EXERCISE BRIEF
The listing below is to be copied in full, line by line.

DATASET RECORDS
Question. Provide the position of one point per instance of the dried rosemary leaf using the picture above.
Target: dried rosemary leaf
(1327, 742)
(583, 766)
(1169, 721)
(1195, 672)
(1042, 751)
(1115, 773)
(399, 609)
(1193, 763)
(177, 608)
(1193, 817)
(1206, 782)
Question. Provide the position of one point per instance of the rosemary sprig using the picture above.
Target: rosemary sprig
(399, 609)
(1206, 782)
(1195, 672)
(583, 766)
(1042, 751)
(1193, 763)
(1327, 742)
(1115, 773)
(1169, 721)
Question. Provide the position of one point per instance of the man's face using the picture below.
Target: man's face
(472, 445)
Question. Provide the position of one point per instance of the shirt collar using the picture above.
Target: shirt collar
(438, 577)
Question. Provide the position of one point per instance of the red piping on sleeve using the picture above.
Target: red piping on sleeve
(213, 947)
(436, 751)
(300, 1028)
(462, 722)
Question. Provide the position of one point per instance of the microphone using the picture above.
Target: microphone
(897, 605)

SOLUTION TO THIS TASK
Question. Provide the position of one point per instance of the dried rosemary leaf using the picture above.
Target: dried rosemary leaf
(1327, 742)
(583, 766)
(1169, 721)
(1195, 672)
(1042, 751)
(1115, 773)
(399, 609)
(1193, 763)
(177, 608)
(1193, 817)
(1206, 782)
Question. Provide the position of one point per instance of the rosemary sprig using the picture above.
Target: rosemary sprig
(399, 609)
(1206, 782)
(1195, 672)
(583, 766)
(1042, 751)
(1193, 763)
(1327, 742)
(1115, 773)
(1169, 721)
Question. Provide the position of one point per instance of the man's face using the picture below.
Target: man's face
(472, 445)
Question. Provide the position of one point per instance of the shirt collar using the picture above.
Target: shirt collar
(438, 577)
Question. Provide the position of one point per instance of the red piping on sleeve using the picture above.
Target: red piping on sleeve
(213, 947)
(436, 751)
(300, 1028)
(462, 722)
Question. Provide the position of one point per instance of the microphone using the picture above.
Target: microphone
(897, 605)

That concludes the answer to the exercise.